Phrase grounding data
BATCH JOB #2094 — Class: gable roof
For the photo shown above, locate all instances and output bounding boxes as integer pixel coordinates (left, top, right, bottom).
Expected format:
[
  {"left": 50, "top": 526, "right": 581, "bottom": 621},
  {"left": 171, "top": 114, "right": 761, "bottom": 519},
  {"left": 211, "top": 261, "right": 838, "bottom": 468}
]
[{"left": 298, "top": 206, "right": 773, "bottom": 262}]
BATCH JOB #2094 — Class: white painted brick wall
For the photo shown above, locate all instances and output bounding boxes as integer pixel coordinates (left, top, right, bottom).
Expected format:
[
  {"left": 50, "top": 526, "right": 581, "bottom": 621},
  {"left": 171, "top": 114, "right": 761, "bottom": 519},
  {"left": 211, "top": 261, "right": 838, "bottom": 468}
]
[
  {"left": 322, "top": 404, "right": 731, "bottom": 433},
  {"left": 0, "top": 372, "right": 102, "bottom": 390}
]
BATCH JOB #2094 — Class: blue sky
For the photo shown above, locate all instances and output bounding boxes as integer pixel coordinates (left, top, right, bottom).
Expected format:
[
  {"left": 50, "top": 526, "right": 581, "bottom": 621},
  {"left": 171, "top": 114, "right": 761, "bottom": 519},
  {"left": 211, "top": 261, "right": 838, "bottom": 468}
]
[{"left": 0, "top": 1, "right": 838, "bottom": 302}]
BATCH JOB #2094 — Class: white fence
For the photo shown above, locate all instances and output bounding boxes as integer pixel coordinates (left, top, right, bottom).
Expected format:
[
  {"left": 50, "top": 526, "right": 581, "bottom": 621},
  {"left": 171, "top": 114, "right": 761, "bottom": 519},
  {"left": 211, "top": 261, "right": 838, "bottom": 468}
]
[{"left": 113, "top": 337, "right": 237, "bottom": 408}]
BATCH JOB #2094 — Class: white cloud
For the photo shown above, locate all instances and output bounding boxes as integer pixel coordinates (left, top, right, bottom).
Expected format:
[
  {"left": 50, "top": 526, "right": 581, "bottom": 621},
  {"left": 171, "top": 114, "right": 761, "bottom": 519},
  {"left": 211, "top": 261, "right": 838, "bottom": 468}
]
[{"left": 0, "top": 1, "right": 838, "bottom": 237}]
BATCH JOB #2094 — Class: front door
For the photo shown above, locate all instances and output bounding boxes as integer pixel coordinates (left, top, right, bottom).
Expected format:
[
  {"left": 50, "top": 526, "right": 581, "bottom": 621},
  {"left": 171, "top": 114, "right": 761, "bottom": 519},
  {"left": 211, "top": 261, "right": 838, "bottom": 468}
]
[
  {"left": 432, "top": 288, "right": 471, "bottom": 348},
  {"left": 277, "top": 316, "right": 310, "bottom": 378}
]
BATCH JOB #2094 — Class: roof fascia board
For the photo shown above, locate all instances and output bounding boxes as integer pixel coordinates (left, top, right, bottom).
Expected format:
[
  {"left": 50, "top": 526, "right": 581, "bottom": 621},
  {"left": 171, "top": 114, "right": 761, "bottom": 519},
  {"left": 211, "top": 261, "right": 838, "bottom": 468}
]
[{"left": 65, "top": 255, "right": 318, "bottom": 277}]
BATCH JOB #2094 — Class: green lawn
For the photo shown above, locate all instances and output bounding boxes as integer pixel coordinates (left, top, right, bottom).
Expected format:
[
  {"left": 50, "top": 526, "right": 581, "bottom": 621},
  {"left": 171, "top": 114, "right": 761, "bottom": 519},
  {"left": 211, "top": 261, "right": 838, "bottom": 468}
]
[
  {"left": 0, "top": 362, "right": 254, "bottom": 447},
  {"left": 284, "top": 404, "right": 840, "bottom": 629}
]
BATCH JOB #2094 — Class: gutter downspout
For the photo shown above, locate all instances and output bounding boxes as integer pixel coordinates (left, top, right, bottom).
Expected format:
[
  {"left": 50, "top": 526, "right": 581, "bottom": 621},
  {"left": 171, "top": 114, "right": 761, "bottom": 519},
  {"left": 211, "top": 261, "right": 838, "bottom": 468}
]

**What you need to do:** Check each line of the records for the word "white", and show the lines that contain it.

**Result for this task:**
BATCH JOB #2094 — Class: white painted brick wall
BATCH JOB #2094 — Class: white fence
BATCH JOB #2094 — Class: white cloud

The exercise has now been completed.